§ **What you need to do**
Count how many lines of the items below contain the string "shirt", matching case exactly, and give only that number.

§ **Supplied entries**
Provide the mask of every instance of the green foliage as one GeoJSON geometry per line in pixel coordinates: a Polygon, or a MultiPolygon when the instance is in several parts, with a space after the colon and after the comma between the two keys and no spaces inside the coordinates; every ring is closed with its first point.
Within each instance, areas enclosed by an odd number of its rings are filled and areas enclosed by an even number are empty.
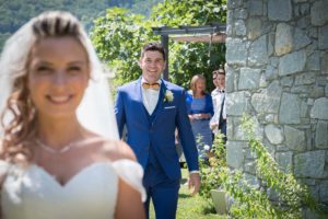
{"type": "MultiPolygon", "coordinates": [[[[159,26],[173,27],[225,23],[225,5],[226,0],[165,0],[153,9],[151,20],[159,26]]],[[[208,90],[212,90],[211,72],[224,62],[224,44],[169,42],[169,80],[184,88],[189,88],[192,76],[202,73],[208,90]]]]}
{"type": "Polygon", "coordinates": [[[121,82],[140,76],[140,51],[149,41],[151,24],[144,16],[132,14],[122,8],[106,11],[105,16],[95,20],[91,38],[101,59],[110,66],[121,82]]]}
{"type": "MultiPolygon", "coordinates": [[[[159,1],[159,0],[157,0],[159,1]]],[[[26,23],[31,18],[48,10],[65,10],[73,13],[86,30],[93,25],[93,20],[104,15],[107,8],[127,7],[140,9],[142,14],[149,14],[149,3],[156,0],[1,0],[0,3],[0,50],[4,41],[26,23]],[[142,8],[142,10],[141,10],[142,8]]]]}
{"type": "Polygon", "coordinates": [[[213,188],[224,189],[233,199],[230,214],[233,218],[302,218],[304,208],[317,211],[318,206],[312,198],[307,186],[298,183],[292,173],[285,173],[266,147],[256,139],[253,123],[248,116],[243,117],[242,128],[245,131],[250,150],[256,155],[256,176],[262,181],[260,189],[251,186],[245,180],[241,171],[231,171],[226,168],[226,162],[222,157],[225,150],[222,145],[215,141],[213,151],[220,149],[220,153],[214,152],[212,158],[212,169],[201,170],[202,187],[201,195],[209,199],[209,192],[213,188]],[[213,173],[214,174],[213,174],[213,173]],[[268,192],[274,193],[277,201],[269,198],[268,192]]]}
{"type": "Polygon", "coordinates": [[[215,136],[211,151],[208,153],[209,163],[202,159],[200,163],[201,186],[199,194],[206,199],[211,198],[211,189],[219,188],[222,184],[220,173],[222,168],[226,168],[226,149],[223,141],[223,135],[215,136]]]}
{"type": "MultiPolygon", "coordinates": [[[[160,41],[160,36],[154,35],[151,27],[224,22],[226,11],[222,5],[225,3],[226,1],[165,0],[153,8],[150,19],[128,11],[119,12],[118,9],[108,10],[106,15],[96,20],[92,38],[101,57],[116,71],[118,83],[126,83],[140,77],[141,47],[151,41],[160,41]]],[[[213,44],[210,57],[209,47],[207,43],[169,41],[169,80],[188,88],[194,74],[204,73],[211,90],[211,72],[224,62],[225,46],[213,44]]]]}

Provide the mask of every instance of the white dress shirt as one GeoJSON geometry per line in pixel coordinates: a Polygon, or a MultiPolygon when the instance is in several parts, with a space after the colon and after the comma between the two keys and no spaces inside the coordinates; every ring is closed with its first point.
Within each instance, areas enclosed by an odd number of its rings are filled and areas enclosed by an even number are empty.
{"type": "MultiPolygon", "coordinates": [[[[141,78],[142,102],[149,115],[152,115],[157,105],[161,89],[159,89],[157,91],[153,89],[144,89],[142,88],[143,82],[148,81],[144,80],[144,78],[141,78]]],[[[161,79],[156,82],[160,83],[160,85],[162,83],[161,79]]]]}
{"type": "MultiPolygon", "coordinates": [[[[212,95],[212,100],[213,100],[214,115],[211,118],[210,124],[215,124],[219,126],[221,111],[222,111],[222,118],[226,119],[225,92],[224,92],[224,90],[220,90],[219,88],[216,88],[214,91],[212,91],[211,95],[212,95]],[[223,103],[223,108],[222,108],[223,100],[224,100],[224,103],[223,103]]],[[[216,131],[218,131],[218,128],[215,128],[213,130],[214,134],[216,131]]]]}

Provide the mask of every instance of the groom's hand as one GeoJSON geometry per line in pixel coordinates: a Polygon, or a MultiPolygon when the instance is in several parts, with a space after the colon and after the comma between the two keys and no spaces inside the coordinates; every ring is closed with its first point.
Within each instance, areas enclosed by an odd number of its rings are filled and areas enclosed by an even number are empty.
{"type": "Polygon", "coordinates": [[[196,195],[199,192],[199,188],[200,188],[199,173],[190,173],[188,187],[189,187],[189,189],[191,189],[194,187],[194,191],[191,193],[192,196],[196,195]]]}

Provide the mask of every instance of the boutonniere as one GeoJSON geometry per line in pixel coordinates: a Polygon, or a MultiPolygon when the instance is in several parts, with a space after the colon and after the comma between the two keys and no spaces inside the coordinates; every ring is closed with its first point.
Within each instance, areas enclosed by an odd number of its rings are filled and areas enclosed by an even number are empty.
{"type": "Polygon", "coordinates": [[[172,91],[166,90],[165,94],[164,94],[164,103],[165,102],[172,102],[174,99],[172,91]]]}

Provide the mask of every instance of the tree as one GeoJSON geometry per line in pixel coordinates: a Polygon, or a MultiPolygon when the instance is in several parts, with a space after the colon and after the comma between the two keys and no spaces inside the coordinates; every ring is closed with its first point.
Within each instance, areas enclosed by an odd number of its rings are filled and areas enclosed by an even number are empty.
{"type": "MultiPolygon", "coordinates": [[[[151,27],[206,25],[210,22],[225,22],[226,0],[165,0],[153,8],[150,19],[129,13],[127,10],[107,10],[96,20],[91,37],[101,56],[117,73],[118,83],[140,77],[138,60],[142,45],[159,41],[151,27]]],[[[169,79],[188,87],[196,73],[210,72],[224,62],[225,46],[207,43],[176,43],[169,41],[169,79]]],[[[211,80],[208,80],[211,84],[211,80]]],[[[211,87],[208,87],[211,88],[211,87]]]]}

§ **Final result**
1